If true, then there are thousands of stars exhibiting negative parallax.
I just looked this up myself in the 'Hipparcos, the New Reduction' catalogue. There are 23,000 results when I filter parallax >10 mas, and only 168 results when I filter for parallax of <-10 mas. This number goes down to 50 results (0.04%) when I filter <-20 mas, which was the test used in your quoted text before.

It looks like this problem goes away when you look at more recent, accurate catalogues. This is consistent with it being caused by uncertainty in observations.
**I move away from the infinite flat plane to breathe in

newhorizons

Re: Problems with the Heliocentric Model
« Reply #122 on: August 18, 2019, 09:39:55 PM »
Tom,

You state in your earlier post that an astronomer in the article that your link to (mid 19th century?) mentions that the star Gamma (Y) Daconis shows a large negative parallax.  There are several other descriptions of this star (assuming that is the star you mean, also known as Eltanin) which seem to offer a different view on this.  For example...

◆ **EXERCISE OBJECTIVE**: Resume the forum discussion about negative stellar parallax, picking up right after its final sentence. The listing that comes next is separate from the text above it.

◆ **DATA EXCERPT**:
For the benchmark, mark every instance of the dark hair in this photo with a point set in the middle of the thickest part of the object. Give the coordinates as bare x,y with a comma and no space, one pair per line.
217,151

◆ **RESPONSE TO THE EXERCISE**:
https://www.universeguide.com/star/eltanin

It actually quotes two different parallax measurements spaced 10 years apart.  The figures are given towards the end of the page.  You will appreciate that an angle of just a few milli (thousandths of) arc seconds is very small and would be extremely difficult to measure with the kind of equipment available to an astronomer in the mid 1850s so it is no wonder he struggled.


Just noticed... I think the article in your link was actually published in 1902.  Makes no difference though... to my case stated above.

Related to the topic of stellar parallax, I note it states in FE Wiki,

Quote
Firstly, we must understand that the stars in FE are small and a few thousand miles above the sea level of the earth. This change in distance compared to RE figures is due to an adjusted astronomical parallax on a Flat Earth. The angle of stellar parallax changes, as it does with the sun, when the earth is assumed to be a flat surface.

We should actually understand that the stars are neither small or just a few thousand miles away. They might need to be for FE theory to work but in reality they are not and astronomers have got good evidence to show that they are not.   Secondly... solar parallax?  How does that work since we don't need parallax to work out the distance of the Sun?
« Last Edit: August 18, 2019, 10:04:18 PM by newhorizons »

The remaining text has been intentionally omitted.